(Source records)
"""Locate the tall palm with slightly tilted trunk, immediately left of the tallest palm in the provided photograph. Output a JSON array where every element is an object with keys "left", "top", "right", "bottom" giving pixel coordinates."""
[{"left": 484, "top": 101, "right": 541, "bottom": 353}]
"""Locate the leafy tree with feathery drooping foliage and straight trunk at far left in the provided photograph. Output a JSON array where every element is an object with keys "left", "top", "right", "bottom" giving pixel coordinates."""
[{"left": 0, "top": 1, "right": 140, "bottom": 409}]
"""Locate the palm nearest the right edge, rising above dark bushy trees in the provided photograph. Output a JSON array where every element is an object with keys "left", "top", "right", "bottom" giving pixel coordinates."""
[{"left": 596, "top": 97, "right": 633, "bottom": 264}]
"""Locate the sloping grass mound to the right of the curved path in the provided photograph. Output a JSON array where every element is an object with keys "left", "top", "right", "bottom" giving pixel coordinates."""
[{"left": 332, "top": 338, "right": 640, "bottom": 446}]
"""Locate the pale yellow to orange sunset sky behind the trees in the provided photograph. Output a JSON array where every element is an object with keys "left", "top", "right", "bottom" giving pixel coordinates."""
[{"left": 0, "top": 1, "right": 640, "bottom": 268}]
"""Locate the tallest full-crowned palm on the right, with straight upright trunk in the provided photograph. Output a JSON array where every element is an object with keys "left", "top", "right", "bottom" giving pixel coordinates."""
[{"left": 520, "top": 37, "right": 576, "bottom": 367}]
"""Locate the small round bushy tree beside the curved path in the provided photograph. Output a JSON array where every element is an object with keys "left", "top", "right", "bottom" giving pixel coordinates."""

What you are asked to do - Write every record out again exactly.

Reply -
"""Locate the tall palm with slightly tilted trunk, immediately left of the tallest palm in the provided photograph. Output a JSON array where every element is an object with keys "left", "top", "right", "bottom" giving pixel coordinates."""
[{"left": 484, "top": 101, "right": 541, "bottom": 353}]
"""Locate the leafy tree with feathery drooping foliage and straight trunk at far left in the provided photograph. Output a JSON array where every element is an object with keys "left", "top", "right", "bottom" giving pixel coordinates."""
[{"left": 0, "top": 1, "right": 140, "bottom": 409}]
"""Locate the palm nearest the right edge, rising above dark bushy trees in the provided photograph. Output a JSON array where every element is an object with keys "left", "top", "right", "bottom" giving pixel coordinates."""
[{"left": 596, "top": 97, "right": 633, "bottom": 264}]
"""Locate the sloping grass mound to the right of the curved path in the provided photograph. Output a JSON array where every element is an object with keys "left", "top", "right", "bottom" giving pixel coordinates."""
[{"left": 332, "top": 338, "right": 640, "bottom": 446}]
"""Locate the pale yellow to orange sunset sky behind the trees in the provided photograph. Output a JSON array where every element is an object with keys "left", "top", "right", "bottom" giving pixel coordinates."""
[{"left": 0, "top": 1, "right": 640, "bottom": 268}]
"""Locate the tallest full-crowned palm on the right, with straight upright trunk in the provided photograph. Output a JSON array where every element is an object with keys "left", "top", "right", "bottom" giving pixel coordinates."""
[{"left": 520, "top": 37, "right": 576, "bottom": 367}]
"""Locate the small round bushy tree beside the curved path in the provided photograph. Output a JSON array where every element is an object with keys "left", "top", "right", "bottom" giving pixel coordinates."""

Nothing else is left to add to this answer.